- [TEXTE À LIRE]:
· · · · · · ·
Tout d'abord, une méthode simple peut être
utilisée en appliquant directement les M.C.O. sur les données
empilées (Pooled Least Squares), sans se préoccuper de leur
nature ni de celle de l'aléa. Ensuite, les modèles à
effets fixes (fixed effects) qui supposent que ui, et vt
sont des effets constants non aléatoires, qui viennent donc simplement
modifier la valeur de l'ordonner de l'équation selon les valeurs de i et
de t. Ce modèle ressort la variabilité intra-individuelle
(estimateur within). Si on suppose que les perturbations aléatoires
croisées wit satisfont aux hypothèses classiques
des M.C.O. c'est-à-dire centrées,
homoscédastiques, indépendantes, et normales, les estimations
sont optimales. Enfin, il peut être important d'estimer un modèle
à effets aléatoires encore appelé modèle à
erreur composée, qui suppose les ui et vt
aléatoires. Dans ce modèle, l'hypothèse nulle est la non
corrélation entre les termes d'erreur et les variables explicatives. On
aboutit à une variabilité inter-individuelle (estimateur
between).
· · · · · · ·
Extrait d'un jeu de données
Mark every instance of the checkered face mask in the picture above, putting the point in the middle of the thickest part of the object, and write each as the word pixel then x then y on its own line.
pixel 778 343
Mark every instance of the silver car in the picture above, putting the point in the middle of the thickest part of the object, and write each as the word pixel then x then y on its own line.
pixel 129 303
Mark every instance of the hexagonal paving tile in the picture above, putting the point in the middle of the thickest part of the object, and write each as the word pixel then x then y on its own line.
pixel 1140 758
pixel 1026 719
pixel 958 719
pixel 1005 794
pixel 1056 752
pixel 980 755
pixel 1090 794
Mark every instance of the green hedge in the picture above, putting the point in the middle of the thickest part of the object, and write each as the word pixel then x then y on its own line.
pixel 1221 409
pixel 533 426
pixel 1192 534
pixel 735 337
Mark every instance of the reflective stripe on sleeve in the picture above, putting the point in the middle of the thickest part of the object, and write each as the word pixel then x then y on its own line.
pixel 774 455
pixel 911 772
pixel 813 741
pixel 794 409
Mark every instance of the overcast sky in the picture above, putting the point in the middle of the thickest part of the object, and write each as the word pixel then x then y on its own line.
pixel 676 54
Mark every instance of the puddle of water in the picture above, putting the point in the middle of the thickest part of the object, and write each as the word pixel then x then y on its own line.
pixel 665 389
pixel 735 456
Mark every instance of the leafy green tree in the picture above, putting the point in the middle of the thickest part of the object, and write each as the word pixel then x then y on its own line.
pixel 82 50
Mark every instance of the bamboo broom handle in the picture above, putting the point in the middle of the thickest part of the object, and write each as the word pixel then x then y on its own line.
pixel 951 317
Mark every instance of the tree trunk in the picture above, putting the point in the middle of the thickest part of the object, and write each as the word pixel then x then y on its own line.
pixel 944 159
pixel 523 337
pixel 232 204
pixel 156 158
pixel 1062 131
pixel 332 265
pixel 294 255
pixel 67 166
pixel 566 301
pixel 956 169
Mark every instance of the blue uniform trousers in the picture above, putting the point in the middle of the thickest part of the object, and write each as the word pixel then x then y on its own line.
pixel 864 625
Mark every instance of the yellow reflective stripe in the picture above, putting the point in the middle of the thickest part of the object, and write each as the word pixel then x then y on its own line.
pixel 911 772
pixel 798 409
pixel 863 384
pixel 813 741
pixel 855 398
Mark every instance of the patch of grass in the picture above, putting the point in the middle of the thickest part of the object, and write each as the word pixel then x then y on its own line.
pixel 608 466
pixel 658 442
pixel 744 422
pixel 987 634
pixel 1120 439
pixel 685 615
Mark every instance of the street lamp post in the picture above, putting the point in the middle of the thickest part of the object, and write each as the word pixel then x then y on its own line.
· · · · · · ·
- [OBJECTIFS]:
[1] Mettez en forme dans un tableau Markdown à deux colonnes, N° et Ligne, les lignes de l'extrait de données, depuis la première jusqu'à celle qui contient « pixel 735 456 » incluse, sans les lignes vides.
[2] Reprenez le texte sur l'estimation des données de panel là où il s'arrête.
Ces lignes n'ont aucun lien avec le texte sur l'estimation des données de panel.

- [RÉPONSES]:
[1]
| N° | Ligne |
|---|---|
| 1 | Mark every instance of the checkered face mask in the picture above, putting the point in the middle of the thickest part of the object, and write each as the word pixel then x then y on its own line. |
| 2 | pixel 778 343 |
| 3 | Mark every instance of the silver car in the picture above, putting the point in the middle of the thickest part of the object, and write each as the word pixel then x then y on its own line. |
| 4 | pixel 129 303 |
| 5 | Mark every instance of the hexagonal paving tile in the picture above, putting the point in the middle of the thickest part of the object, and write each as the word pixel then x then y on its own line. |
| 6 | pixel 1140 758 |
| 7 | pixel 1026 719 |
| 8 | pixel 958 719 |
| 9 | pixel 1005 794 |
| 10 | pixel 1056 752 |
| 11 | pixel 980 755 |
| 12 | pixel 1090 794 |
| 13 | Mark every instance of the green hedge in the picture above, putting the point in the middle of the thickest part of the object, and write each as the word pixel then x then y on its own line. |
| 14 | pixel 1221 409 |
| 15 | pixel 533 426 |
| 16 | pixel 1192 534 |
| 17 | pixel 735 337 |
| 18 | Mark every instance of the reflective stripe on sleeve in the picture above, putting the point in the middle of the thickest part of the object, and write each as the word pixel then x then y on its own line. |
| 19 | pixel 774 455 |
| 20 | pixel 911 772 |
| 21 | pixel 813 741 |
| 22 | pixel 794 409 |
| 23 | Mark every instance of the overcast sky in the picture above, putting the point in the middle of the thickest part of the object, and write each as the word pixel then x then y on its own line. |
| 24 | pixel 676 54 |
| 25 | Mark every instance of the puddle of water in the picture above, putting the point in the middle of the thickest part of the object, and write each as the word pixel then x then y on its own line. |
| 26 | pixel 665 389 |
| 27 | pixel 735 456 |

[2]
Le test qui permet de sélectionner le modèle est
celui de Hausman. Ce test est fondé sur l'hypothèse de non
corrélation entre les termes d'erreur et les variables explicatives
(hypothèse du modèle à effets aléatoires). Si la
probabilité du test est supérieure à un seuil de 5%
préalablement choisi et bien justifié, alors on conclut au non
rejet de l'hypothèse nulle, prendre ainsi le modèle à
effets aléatoires.
Après avoir présenté cette technique, il
est utile d'estimer les modèles, de présenter les
résultats et de les commenter.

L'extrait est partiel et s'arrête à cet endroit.